*** Document excerpt

Khodorkovsky’s op-ed for Esquire

May 14, 2015

Khodorkovsky’s op-ed for EsquireIn its 10-year anniversary issue, Russian Esquire published an op-ed by Mikhail Khodorkovsky, in which he looks back and reflects on the year 2014, his first year as a free man. Read the full op-ed in Russian here.

Imprisoned for 10 years, Khodorkovsky reveals that he would never have thought how one year could bring as many points of no return as Russia has experienced.

Remembering the 2014 Winter Olympics in Sochi as a portrayal of how European an open Russia could look and act, Khodorkovsky says that victories claimed by Russian athletes made him proud of the country. However, this “colourful ray of hope” was swiftly overshadowed by the events in neighbouring Ukraine.

He stresses how persistent the Euromaidan participants were in defending their rights despite the violent suppressions carried out by Viktor Yanukovich’s corrupt regime; a regime supported  by the Russian government of President Putin. Khodorkovsky’s subsequent conversations with protestors and riot police lying in Kiev hospitals reassured him that not only the Kiev government participants but also the Kremlin’s advisers were to blame for the deaths of hundreds of people.

******
*** Listed records

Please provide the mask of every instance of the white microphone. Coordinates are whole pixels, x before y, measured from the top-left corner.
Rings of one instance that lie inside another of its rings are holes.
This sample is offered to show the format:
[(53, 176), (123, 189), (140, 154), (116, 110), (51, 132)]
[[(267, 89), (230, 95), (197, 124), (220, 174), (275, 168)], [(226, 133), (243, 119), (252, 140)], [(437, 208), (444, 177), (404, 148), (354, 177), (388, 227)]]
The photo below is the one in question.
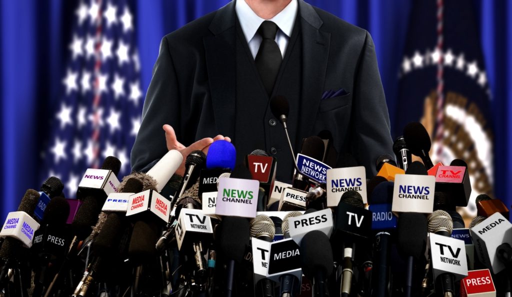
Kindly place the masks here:
[(478, 259), (495, 275), (505, 269), (498, 259), (496, 248), (502, 243), (512, 242), (512, 223), (496, 213), (470, 230)]

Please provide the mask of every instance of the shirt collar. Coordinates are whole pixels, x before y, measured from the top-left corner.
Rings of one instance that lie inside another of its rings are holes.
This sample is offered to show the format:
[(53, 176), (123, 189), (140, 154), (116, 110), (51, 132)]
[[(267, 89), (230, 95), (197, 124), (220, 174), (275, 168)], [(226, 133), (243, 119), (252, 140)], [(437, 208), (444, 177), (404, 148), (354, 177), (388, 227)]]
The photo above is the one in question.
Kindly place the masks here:
[[(291, 36), (293, 23), (297, 16), (298, 5), (297, 0), (291, 0), (290, 3), (274, 17), (268, 20), (275, 23), (279, 29), (288, 37)], [(251, 41), (261, 23), (265, 20), (258, 16), (245, 0), (237, 0), (235, 10), (238, 17), (242, 31), (244, 32), (247, 42)]]

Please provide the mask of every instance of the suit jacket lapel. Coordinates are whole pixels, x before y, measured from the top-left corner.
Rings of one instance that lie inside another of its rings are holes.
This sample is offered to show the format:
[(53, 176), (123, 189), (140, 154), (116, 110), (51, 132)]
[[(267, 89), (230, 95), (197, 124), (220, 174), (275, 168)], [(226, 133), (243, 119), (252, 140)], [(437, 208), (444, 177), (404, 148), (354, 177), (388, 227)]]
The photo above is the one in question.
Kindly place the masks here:
[(236, 64), (234, 1), (219, 9), (209, 28), (213, 36), (204, 38), (210, 92), (219, 132), (234, 133)]
[(327, 69), (331, 34), (319, 30), (324, 22), (311, 5), (303, 0), (298, 0), (298, 4), (303, 67), (297, 134), (297, 139), (301, 139), (311, 136), (318, 113)]

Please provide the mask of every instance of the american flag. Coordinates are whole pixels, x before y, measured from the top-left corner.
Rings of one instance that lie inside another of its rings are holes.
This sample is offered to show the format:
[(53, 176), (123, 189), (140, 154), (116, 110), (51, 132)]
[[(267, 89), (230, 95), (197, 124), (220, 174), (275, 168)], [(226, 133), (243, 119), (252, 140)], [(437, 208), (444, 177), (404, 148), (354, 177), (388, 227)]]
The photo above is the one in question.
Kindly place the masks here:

******

*About this task:* Transcribe the article on Khodorkovsky's Esquire op-ed from "Remembering the 2014" up to and including "in neighbouring Ukraine.". The data comes from a different source than the article.

*Solution for this exercise:*
Remembering the 2014 Winter Olympics in Sochi as a portrayal of how European an open Russia could look and act, Khodorkovsky says that victories claimed by Russian athletes made him proud of the country. However, this “colourful ray of hope” was swiftly overshadowed by the events in neighbouring Ukraine.